▶ [What you have to do]: The response must consist of the lines from the one holding "Tag the car" through the final line of the entries, given again exactly and without any pictures.

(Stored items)
•••

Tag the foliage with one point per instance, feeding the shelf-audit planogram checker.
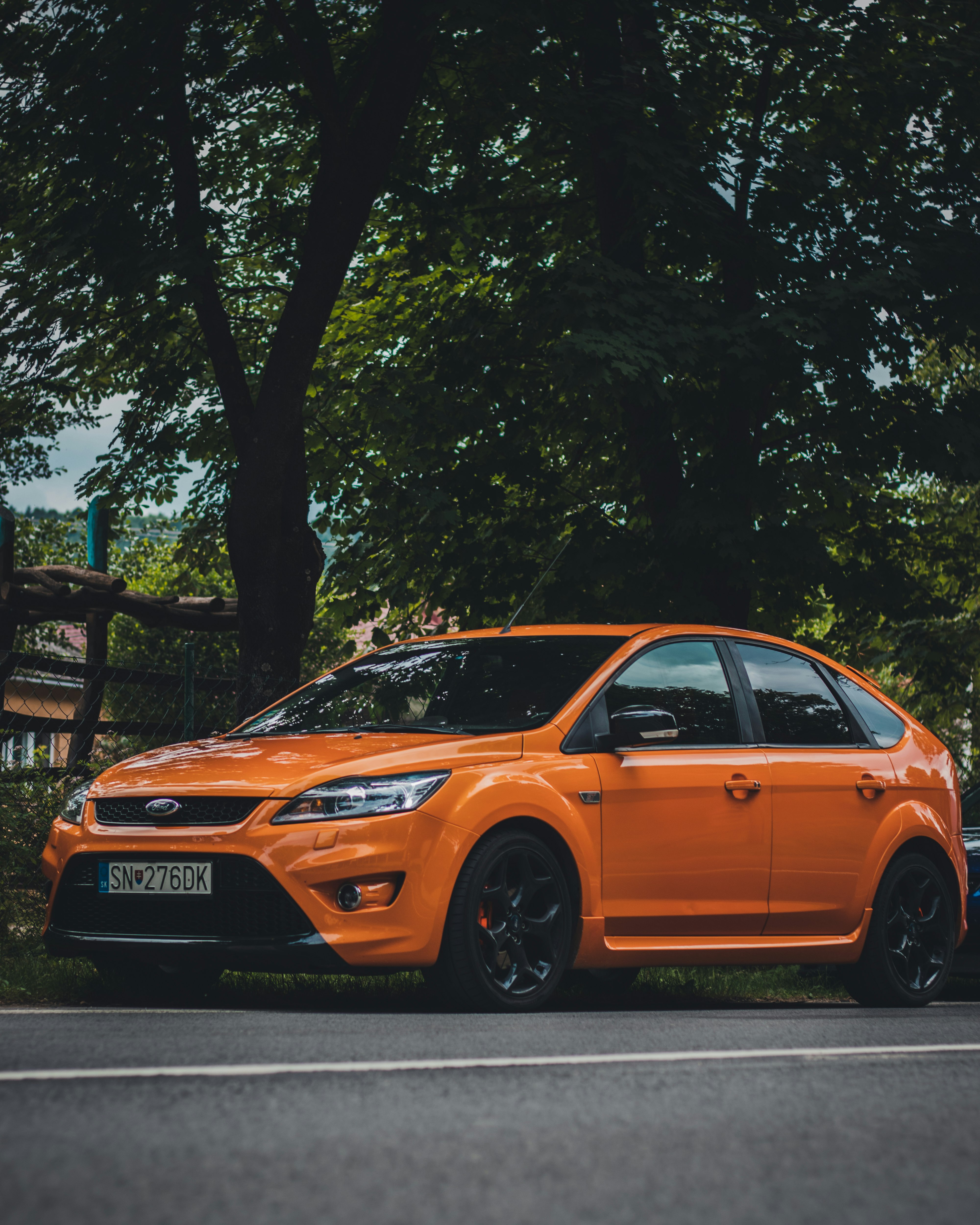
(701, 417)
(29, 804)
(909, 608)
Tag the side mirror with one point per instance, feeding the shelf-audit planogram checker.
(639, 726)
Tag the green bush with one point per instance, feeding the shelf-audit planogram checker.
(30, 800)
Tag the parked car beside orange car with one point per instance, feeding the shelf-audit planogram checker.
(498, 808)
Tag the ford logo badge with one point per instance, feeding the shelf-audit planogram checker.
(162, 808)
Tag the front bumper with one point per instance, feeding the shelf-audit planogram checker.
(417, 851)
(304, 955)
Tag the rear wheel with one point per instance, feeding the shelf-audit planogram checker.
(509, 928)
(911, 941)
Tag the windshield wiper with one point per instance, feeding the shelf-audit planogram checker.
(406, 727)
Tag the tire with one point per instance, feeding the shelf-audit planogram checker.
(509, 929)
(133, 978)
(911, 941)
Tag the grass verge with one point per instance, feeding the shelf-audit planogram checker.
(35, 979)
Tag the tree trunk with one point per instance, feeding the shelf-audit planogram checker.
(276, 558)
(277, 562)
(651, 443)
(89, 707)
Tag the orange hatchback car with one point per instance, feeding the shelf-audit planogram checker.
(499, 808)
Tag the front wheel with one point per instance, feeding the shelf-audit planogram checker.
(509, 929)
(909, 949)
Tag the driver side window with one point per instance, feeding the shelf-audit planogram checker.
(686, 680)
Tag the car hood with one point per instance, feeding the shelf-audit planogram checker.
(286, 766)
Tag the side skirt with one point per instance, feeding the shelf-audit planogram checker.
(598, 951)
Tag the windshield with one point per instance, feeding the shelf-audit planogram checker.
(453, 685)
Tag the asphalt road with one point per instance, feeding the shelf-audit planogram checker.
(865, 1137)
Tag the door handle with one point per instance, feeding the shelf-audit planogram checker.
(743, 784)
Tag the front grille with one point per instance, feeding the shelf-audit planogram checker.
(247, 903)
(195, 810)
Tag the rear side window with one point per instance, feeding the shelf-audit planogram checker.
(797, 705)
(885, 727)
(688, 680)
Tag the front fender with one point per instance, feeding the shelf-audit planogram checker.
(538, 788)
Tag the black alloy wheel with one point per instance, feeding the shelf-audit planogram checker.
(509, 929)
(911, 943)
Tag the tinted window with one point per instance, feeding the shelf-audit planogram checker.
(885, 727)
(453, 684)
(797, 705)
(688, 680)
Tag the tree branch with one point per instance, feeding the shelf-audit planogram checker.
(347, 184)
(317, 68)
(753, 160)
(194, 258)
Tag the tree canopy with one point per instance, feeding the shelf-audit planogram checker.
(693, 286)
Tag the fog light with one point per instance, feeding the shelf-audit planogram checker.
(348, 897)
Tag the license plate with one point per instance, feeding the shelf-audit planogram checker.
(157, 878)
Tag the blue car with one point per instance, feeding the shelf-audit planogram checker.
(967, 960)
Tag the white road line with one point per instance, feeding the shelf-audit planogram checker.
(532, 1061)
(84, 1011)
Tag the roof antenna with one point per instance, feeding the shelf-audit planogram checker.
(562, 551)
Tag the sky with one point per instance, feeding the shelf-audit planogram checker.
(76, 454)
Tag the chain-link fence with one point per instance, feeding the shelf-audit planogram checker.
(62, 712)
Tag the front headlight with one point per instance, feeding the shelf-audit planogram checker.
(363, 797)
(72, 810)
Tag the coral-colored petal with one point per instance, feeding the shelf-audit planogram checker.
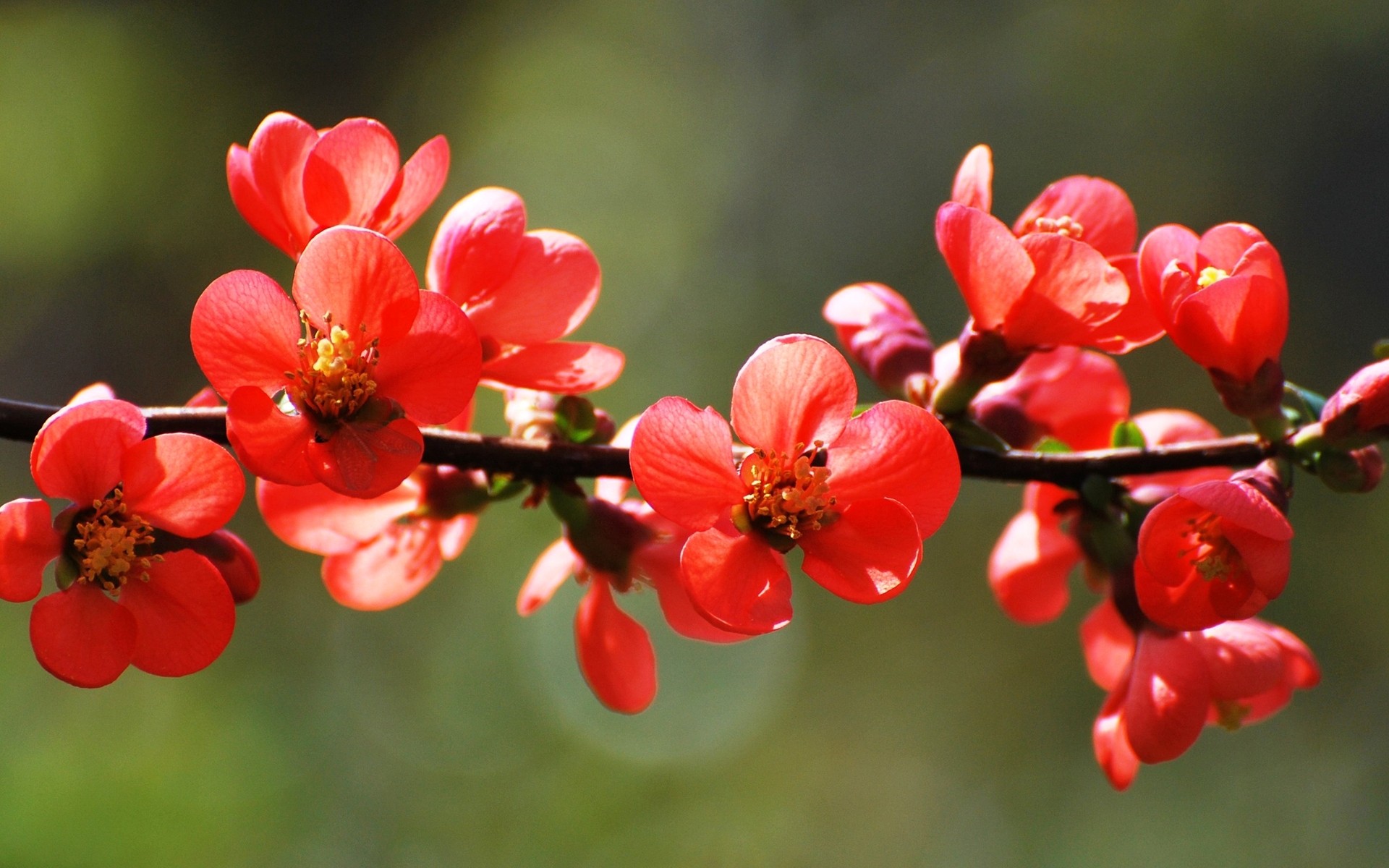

•••

▶ [Written reply]:
Tag the car hood with one point per instance, feeding the shelf-audit planogram checker.
(286, 766)
Tag the side skirt with one point per instance, feeding the shelf-audit planogram checker.
(598, 951)
Tag the windshield with one point per instance, feeding the shelf-audit planogram checker.
(453, 685)
Tag the asphalt road with one point per instance, feeding the shelf-audit planogram checker.
(865, 1137)
Tag the door handle with one point per instance, feeding the shelf-audit planogram checker.
(743, 784)
Tag the front grille with one point per instance, feeding the shelf-audit planogram checker.
(247, 903)
(195, 810)
Tag the rear side window with one point per instance, feeding the shelf-audit planogram checker.
(797, 705)
(885, 727)
(688, 680)
Tag the front fender with one point per instance, feeding the shelf-audit planogram checker.
(538, 788)
Tag the black alloy wheel with one point per instance, feeding the shelf-audit planogram checker.
(509, 929)
(911, 943)
Tag the tinted window with one point per instance, feeding the shelf-audit planogram checker.
(885, 727)
(453, 684)
(797, 705)
(688, 680)
Tag the tree branch with one point per instance, feeding the shelf-audit planogram checker.
(347, 184)
(317, 68)
(753, 160)
(194, 258)
Tag the tree canopy with one point per instance, feeding the shelf-audit planogram checker.
(693, 286)
Tag the fog light with one point per instance, feeding the shelf-audit planogram checker.
(348, 897)
Tag the license plate with one point per instance, feeding the shelf-audit planogram checker.
(157, 878)
Tag the blue car with one point per instance, feeding the shelf-audit planogram checker.
(967, 960)
Tag the white road line with one point per instance, feeding the shelf-audit planogram checker.
(532, 1061)
(84, 1011)
Tag the roof antenna with one point per instance, feeding the shelf-audit planogram checker.
(562, 551)
Tag the sky with one point per instance, feeding the shelf-audit planogram checker.
(76, 454)
Tag the chain-link fence with one point per instance, feeding the shelf-audit planogram checker.
(62, 712)
Tag the front headlight with one point per instance, feeding the shelf-audit planogram checker.
(363, 797)
(72, 810)
Tag the coral-colored petal with one point per instance, feeding the shelf-audit planogram checker.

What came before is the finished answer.